(What you have to do):
Format the stretch from the start of the rows below through the line containing "[(252, 120), (159, 117), (123, 137), (36, 121), (215, 136)]" as a two-column CSV headed text and answer, one line per row. Put each value in a single quoted field with line breaks turned into spaces, and leave the pictures out.

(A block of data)
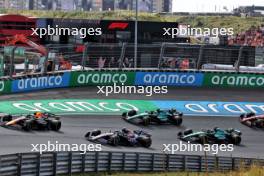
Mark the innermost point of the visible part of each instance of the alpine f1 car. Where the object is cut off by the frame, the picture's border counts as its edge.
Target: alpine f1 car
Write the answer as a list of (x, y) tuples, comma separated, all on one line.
[(252, 120), (159, 117), (123, 137), (36, 121), (215, 136)]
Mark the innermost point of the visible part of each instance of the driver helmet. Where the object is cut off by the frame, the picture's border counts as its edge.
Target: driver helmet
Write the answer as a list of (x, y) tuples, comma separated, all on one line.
[(216, 128), (173, 110), (125, 130), (38, 114)]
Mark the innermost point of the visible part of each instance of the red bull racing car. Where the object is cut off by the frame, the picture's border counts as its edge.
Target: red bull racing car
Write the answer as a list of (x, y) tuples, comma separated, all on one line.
[(124, 137), (252, 120), (36, 121)]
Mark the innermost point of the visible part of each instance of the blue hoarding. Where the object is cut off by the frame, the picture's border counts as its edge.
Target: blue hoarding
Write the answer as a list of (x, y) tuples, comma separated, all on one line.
[(212, 108), (169, 79), (43, 82)]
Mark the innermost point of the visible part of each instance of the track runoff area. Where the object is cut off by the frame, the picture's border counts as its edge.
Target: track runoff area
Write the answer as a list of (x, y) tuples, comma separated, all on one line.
[(82, 110)]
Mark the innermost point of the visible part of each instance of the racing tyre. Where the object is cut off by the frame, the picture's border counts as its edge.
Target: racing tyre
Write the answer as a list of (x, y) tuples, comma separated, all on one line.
[(146, 121), (132, 113), (203, 140), (113, 140), (144, 141), (176, 120), (259, 123), (27, 125), (236, 139), (6, 118), (124, 114), (188, 131), (55, 125), (250, 114)]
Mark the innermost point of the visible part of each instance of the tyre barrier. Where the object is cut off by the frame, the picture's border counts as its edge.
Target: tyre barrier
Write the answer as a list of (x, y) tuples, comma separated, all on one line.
[(53, 163)]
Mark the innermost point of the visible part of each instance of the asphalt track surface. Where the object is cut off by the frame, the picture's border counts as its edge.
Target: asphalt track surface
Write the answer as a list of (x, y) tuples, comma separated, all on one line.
[(74, 127)]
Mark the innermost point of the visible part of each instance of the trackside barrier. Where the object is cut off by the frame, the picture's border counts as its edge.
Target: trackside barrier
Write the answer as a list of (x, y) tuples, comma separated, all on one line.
[(144, 77), (23, 164)]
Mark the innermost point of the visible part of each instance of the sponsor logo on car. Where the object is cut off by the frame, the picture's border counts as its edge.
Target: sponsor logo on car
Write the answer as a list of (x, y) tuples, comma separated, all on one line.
[(41, 82), (238, 80), (167, 78), (102, 78)]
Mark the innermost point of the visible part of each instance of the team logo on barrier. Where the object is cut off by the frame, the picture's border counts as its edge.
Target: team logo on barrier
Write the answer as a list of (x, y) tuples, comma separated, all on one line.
[(41, 82), (102, 78), (234, 80), (169, 78)]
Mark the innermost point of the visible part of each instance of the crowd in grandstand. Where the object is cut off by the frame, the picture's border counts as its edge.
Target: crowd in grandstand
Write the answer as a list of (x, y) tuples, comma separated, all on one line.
[(252, 37)]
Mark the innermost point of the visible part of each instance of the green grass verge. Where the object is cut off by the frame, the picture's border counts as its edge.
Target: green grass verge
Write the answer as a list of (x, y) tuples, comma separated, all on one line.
[(238, 23), (254, 171)]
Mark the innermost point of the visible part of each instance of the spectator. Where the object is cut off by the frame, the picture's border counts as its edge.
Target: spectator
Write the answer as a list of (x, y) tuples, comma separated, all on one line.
[(49, 66), (252, 37), (101, 62)]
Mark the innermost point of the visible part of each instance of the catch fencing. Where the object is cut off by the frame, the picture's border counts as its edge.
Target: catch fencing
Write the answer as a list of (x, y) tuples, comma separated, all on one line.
[(34, 164), (21, 60)]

(Solved problem):
text,answer
"Mark the innermost point of the visible part of each instance of the alpine f1 car. Where the object is cut off by the frame, the picture's border counts as its edge. Target: alpine f1 car Write the answer as a list of (x, y) tuples, comma separated, all on one line.","[(252, 120), (159, 117), (123, 137), (36, 121), (215, 136)]"